Records from a data source
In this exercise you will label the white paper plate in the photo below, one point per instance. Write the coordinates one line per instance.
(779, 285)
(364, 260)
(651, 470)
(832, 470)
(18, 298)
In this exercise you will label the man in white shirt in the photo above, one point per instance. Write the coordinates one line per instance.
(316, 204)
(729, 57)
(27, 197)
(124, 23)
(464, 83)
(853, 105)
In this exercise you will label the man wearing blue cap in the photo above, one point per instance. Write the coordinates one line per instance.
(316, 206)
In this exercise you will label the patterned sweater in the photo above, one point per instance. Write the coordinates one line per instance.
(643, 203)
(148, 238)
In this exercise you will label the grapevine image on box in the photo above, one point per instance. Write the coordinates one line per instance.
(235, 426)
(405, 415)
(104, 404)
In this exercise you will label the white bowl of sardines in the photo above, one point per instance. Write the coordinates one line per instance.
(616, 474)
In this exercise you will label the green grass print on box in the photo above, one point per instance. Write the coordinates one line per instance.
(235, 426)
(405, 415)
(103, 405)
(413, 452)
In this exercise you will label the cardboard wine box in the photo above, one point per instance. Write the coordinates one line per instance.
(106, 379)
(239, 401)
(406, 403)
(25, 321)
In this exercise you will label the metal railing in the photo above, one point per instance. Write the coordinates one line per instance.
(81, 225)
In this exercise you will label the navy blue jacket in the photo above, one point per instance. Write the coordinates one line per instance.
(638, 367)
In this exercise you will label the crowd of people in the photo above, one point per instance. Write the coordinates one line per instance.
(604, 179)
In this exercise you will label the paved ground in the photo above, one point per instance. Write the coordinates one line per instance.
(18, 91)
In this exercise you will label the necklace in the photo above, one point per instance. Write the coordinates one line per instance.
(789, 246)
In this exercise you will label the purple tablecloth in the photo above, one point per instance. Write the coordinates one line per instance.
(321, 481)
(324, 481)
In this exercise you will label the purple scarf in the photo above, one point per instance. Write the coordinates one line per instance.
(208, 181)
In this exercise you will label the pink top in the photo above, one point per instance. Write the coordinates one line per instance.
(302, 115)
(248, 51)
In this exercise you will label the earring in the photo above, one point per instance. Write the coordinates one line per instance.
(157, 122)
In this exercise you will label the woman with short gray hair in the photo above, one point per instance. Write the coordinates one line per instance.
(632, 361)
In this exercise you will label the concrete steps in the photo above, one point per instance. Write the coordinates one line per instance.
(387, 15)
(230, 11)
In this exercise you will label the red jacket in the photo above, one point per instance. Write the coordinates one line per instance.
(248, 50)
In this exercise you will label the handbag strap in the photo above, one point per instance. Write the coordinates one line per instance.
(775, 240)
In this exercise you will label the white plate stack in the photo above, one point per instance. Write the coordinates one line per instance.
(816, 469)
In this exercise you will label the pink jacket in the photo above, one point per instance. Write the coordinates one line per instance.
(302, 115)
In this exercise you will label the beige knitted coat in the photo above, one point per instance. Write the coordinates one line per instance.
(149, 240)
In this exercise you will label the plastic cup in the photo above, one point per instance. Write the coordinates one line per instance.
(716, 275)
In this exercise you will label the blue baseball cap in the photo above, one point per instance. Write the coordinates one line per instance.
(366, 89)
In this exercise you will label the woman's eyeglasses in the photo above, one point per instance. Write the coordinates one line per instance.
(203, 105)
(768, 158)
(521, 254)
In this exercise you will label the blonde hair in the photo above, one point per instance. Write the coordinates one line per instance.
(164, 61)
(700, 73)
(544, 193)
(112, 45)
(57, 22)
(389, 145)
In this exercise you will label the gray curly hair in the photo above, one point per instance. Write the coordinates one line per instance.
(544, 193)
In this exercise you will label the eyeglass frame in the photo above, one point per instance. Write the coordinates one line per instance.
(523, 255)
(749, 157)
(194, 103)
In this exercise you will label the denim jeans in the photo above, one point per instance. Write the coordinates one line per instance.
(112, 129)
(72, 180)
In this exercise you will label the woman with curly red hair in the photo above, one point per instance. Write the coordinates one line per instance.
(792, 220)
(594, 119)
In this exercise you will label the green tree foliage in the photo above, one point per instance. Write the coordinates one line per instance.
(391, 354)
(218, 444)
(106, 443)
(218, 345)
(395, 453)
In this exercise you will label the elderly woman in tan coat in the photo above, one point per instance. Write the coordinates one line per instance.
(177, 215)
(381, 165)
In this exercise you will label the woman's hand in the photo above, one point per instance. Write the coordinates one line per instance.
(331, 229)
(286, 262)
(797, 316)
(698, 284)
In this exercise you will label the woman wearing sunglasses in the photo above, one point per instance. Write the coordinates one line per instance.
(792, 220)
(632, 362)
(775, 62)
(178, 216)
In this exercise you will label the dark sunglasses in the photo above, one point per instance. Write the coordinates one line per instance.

WHAT YOU NEED TO DO –
Repeat the entries. Keep each one exactly as written.

WORKED SOLUTION –
In this exercise you will label the white paper plate in the photo below, one point per instance. Write the coordinates one line per instance.
(779, 285)
(364, 260)
(651, 470)
(832, 470)
(18, 298)
In this exercise you will label the man in white shirt in the photo above, one point per instance. Write the coordinates one line per instance.
(316, 204)
(729, 57)
(27, 197)
(124, 23)
(464, 83)
(853, 105)
In this exercise you will label the man wearing blue cap in the photo above, one point per instance. Write the coordinates one line per instance.
(316, 206)
In this exercise you will label the patterned sweater in the photo above, one point per instance. Write the coordinates one line per instance.
(643, 203)
(148, 238)
In this exercise you will label the grapevine image on box in the photo above, one point per instance. Write the coordinates one line per instance.
(235, 426)
(405, 415)
(104, 404)
In this exercise you will label the white bowl of sardines in the photo above, one point per instance. Write the coordinates one line per instance.
(616, 474)
In this exercise you will label the green grass print on box in the photo above, one point per instance. Write the coordinates one line per instance.
(235, 426)
(405, 415)
(103, 405)
(413, 452)
In this exercise you will label the cardboard wine box in the photo above, one point per instance. Write the coordinates one line per instance.
(106, 379)
(239, 401)
(406, 403)
(25, 321)
In this exercise you will label the metal railing in the photo above, one point per instance. Write the coordinates one line per instance.
(81, 225)
In this exercise you will label the navy blue jacket in the photo above, one point per instance. Write the coordinates one line per instance.
(638, 367)
In this exercise you will label the crowd of people in the photo above, one point per instance. Write the coordinates one line per instance.
(604, 179)
In this exercise you will label the paved ground in the photo above, one point per instance. Write the coordinates one line per instance.
(18, 91)
In this exercise you will label the necklace in the photo above, one point per instance. Write the coordinates one line per instance.
(789, 246)
In this exercise you will label the purple tablecloth in the photo above, one point per instance. Write the coordinates one line per instance.
(321, 481)
(324, 481)
In this exercise you will label the purple scarf in the photo above, one point per instance. Write the coordinates one line per instance.
(208, 181)
In this exercise you will label the pink top in the photo above, one point per instance. Write the coordinates one line per instance.
(302, 115)
(248, 51)
In this exercise you will label the earring in the photo above, one point per instance. Write the coordinates one line per instance.
(157, 122)
In this exercise you will label the woman with short gray hair in the photo above, one point per instance. Write the coordinates one line per instance.
(632, 361)
In this exercise you will label the concrete steps in the photo above, one point per instance. Write the coordinates one line per instance.
(387, 15)
(230, 11)
In this exercise you will label the red jacket in the photo above, one point per instance. Write the coordinates one line per instance.
(248, 50)
In this exercise you will label the handbag strap in the photo above, one point per instance. Write the coordinates one line per instance.
(775, 240)
In this exercise you will label the white plate stack in the photo above, one point per instance. Write the coordinates one line per instance.
(816, 469)
In this exercise you will label the pink jacket in the photo above, one point per instance. Write the coordinates one line per instance.
(302, 115)
In this exercise you will label the beige knitted coat in the photo above, one point per instance. Write the coordinates one line per instance.
(149, 240)
In this exercise you will label the plastic cup in the photo above, one point per instance. Write the coordinates one line per instance.
(716, 275)
In this exercise you will label the blue baseball cap in the photo above, one point per instance. Write the coordinates one line per instance.
(366, 89)
In this exercise you will label the woman's eyeglasses in the photo above, one point per instance. Write the coordinates one line per instance.
(203, 105)
(768, 158)
(521, 254)
In this exercise you will label the blonde hair in the photo above, one point per instance. Write the coordinates one line per instance.
(164, 61)
(700, 73)
(544, 193)
(112, 45)
(57, 22)
(389, 145)
In this exercise you will label the gray curly hair in the photo above, one point per instance. Write the coordinates one line per instance.
(544, 193)
In this exercise you will label the eyeglass frame in the photo above, one point per instance. Write the coordinates one line per instance.
(523, 255)
(749, 157)
(194, 103)
In this exercise you will label the denim jeans in the photo above, one point per instance. Write the coordinates one line per instance.
(112, 129)
(72, 180)
In this exercise you will label the woman with curly red hair in the photo above, one point per instance. Write the coordinates one line per instance.
(792, 220)
(594, 119)
In this exercise you will label the green tree foliage in the photo above, one point per instance. Write the coordinates one line per instance.
(391, 354)
(218, 444)
(106, 443)
(218, 345)
(395, 453)
In this exercise you will label the elderly woman in tan coat in the photo above, one point per instance. Write the coordinates one line per instance.
(177, 215)
(381, 165)
In this exercise you will label the woman's hand in the photo above, one point per instance. Write the coordinates one line per instance.
(331, 229)
(286, 262)
(797, 316)
(698, 284)
In this exercise you will label the woman wearing sunglasses in the photo above, one point per instance. Write the coordinates one line per instance.
(792, 220)
(632, 362)
(775, 62)
(178, 216)
In this exercise you will label the dark sunglasses in the photo above, one point per instance. Write the coordinates one line per instance.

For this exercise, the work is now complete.